:: Set task A ::
Tally the lines in the records below that contain the word "green". Give only the number.

:: Extract provided ::

━━━━━━━━━━━━━━━━━━━━

Skip to main content

How Good is the Texas Rangers Starting Rotation?

Sports Illustrated's local and national writers look at the Texas Rangers rotation and determine if they are good enough to carry the team to the postseason.

The Texas Rangers are notorious for being a slug-first team. Ivan Rodriguez, Adrian Beltre, Juan Gonzalez, Michael Young, Josh Hamilton, and many more donned Rangers' red, white, and blue and were considered some of the game's top hitters in their heyday.

Going into 2020, the tide has shifted for the Rangers. The backbone of the team is now their starting rotation. Since the 2018 season, the Rangers have used four free agent signings and a trade with Cleveland to build a pretty formidable rotation on paper:

  • Mike Minor
  • Lance Lynn
  • Corey Kluber
  • Kyle Gibson
  • Jordan Lyles

In 2019, the rest of the Rangers rotation was quite lacking. All other starters outside of Minor and Lynn were a combined 15-39 with a 7.22 ERA. General manager Jon Daniels worked the phones over the offseason and signed Kyle Gibson and Jordan Lyles before the Winter Meetings. Just days after swinging and missing on Anthony Rendon, Daniels made the biggest transaction of the offseason when he pulled off a heist for two-time Cy Young winner Corey Kluber.

The Rangers appear to have a rotation that could catapult the team into contention, but not everyone agrees that the Rangers are a legitimate playoff team. Despite some upgrades, their offense still lacks a little firepower in the middle of the lineup. Then there are several question marks in the bullpen.

Just how good is the Rangers rotation? Is it among the very best in baseball? Is it good enough to carry the team to the postseason? Sports Illustrated's local and national writers help answer these questions, providing a broader perspective with views from both near and afar.

━━━━━━━━━━━━━━━━━━━━

:: Data shown ::

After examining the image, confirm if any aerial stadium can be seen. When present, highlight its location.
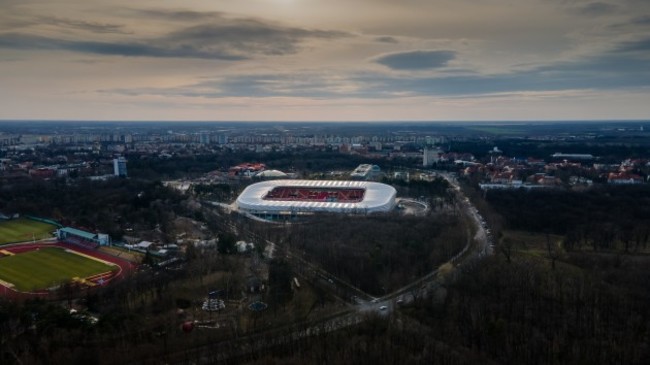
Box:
[235,180,397,219]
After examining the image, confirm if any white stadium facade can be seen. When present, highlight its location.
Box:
[235,180,397,219]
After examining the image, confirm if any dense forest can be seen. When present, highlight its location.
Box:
[486,185,650,252]
[0,179,187,239]
[239,250,650,365]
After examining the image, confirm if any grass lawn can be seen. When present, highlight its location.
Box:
[0,247,117,291]
[0,218,57,244]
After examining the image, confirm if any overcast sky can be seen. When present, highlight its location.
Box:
[0,0,650,121]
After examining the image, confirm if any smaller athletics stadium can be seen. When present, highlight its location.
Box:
[235,180,397,218]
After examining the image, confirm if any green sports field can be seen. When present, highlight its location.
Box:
[0,247,117,292]
[0,218,57,245]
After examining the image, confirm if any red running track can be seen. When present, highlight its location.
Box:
[0,242,137,299]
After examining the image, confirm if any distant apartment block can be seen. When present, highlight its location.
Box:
[113,157,128,177]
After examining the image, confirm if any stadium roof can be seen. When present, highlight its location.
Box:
[61,227,97,240]
[236,180,397,214]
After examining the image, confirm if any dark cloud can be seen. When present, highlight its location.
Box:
[96,34,650,99]
[630,15,650,25]
[33,17,129,34]
[375,36,399,43]
[128,9,225,22]
[164,20,346,55]
[617,38,650,52]
[375,51,456,70]
[0,18,348,60]
[0,33,244,60]
[575,1,618,16]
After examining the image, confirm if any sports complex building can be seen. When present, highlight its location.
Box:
[235,180,397,219]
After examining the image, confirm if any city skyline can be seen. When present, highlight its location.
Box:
[0,0,650,121]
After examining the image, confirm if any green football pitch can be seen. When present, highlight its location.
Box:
[0,247,117,292]
[0,218,57,245]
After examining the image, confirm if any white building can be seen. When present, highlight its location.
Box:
[113,157,127,177]
[235,180,397,217]
[422,147,440,167]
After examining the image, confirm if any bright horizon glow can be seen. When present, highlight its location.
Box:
[0,0,650,122]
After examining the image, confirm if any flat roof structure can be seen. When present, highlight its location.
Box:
[236,180,397,215]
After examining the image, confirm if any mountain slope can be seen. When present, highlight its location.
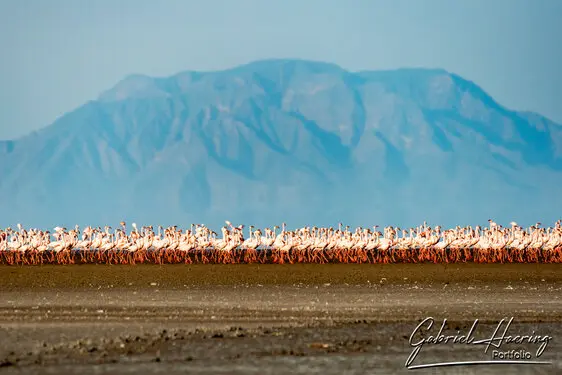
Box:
[0,60,562,226]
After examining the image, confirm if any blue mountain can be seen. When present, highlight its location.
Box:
[0,60,562,227]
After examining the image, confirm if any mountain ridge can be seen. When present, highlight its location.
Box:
[0,60,562,229]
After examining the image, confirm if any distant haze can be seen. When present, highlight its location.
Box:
[0,59,562,228]
[0,0,562,139]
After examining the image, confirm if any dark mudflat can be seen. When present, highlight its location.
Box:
[0,264,562,374]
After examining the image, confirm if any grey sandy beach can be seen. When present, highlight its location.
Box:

━━━━━━━━━━━━━━━━━━━━

:: Set task B ::
From the Texas Rangers article above, return the passage that begins at the words "The Rangers appear" and stops after "near and afar.", copied without any change.

:: Exercise output A ::
2

:: Exercise output B ::
The Rangers appear to have a rotation that could catapult the team into contention, but not everyone agrees that the Rangers are a legitimate playoff team. Despite some upgrades, their offense still lacks a little firepower in the middle of the lineup. Then there are several question marks in the bullpen.

Just how good is the Rangers rotation? Is it among the very best in baseball? Is it good enough to carry the team to the postseason? Sports Illustrated's local and national writers help answer these questions, providing a broader perspective with views from both near and afar.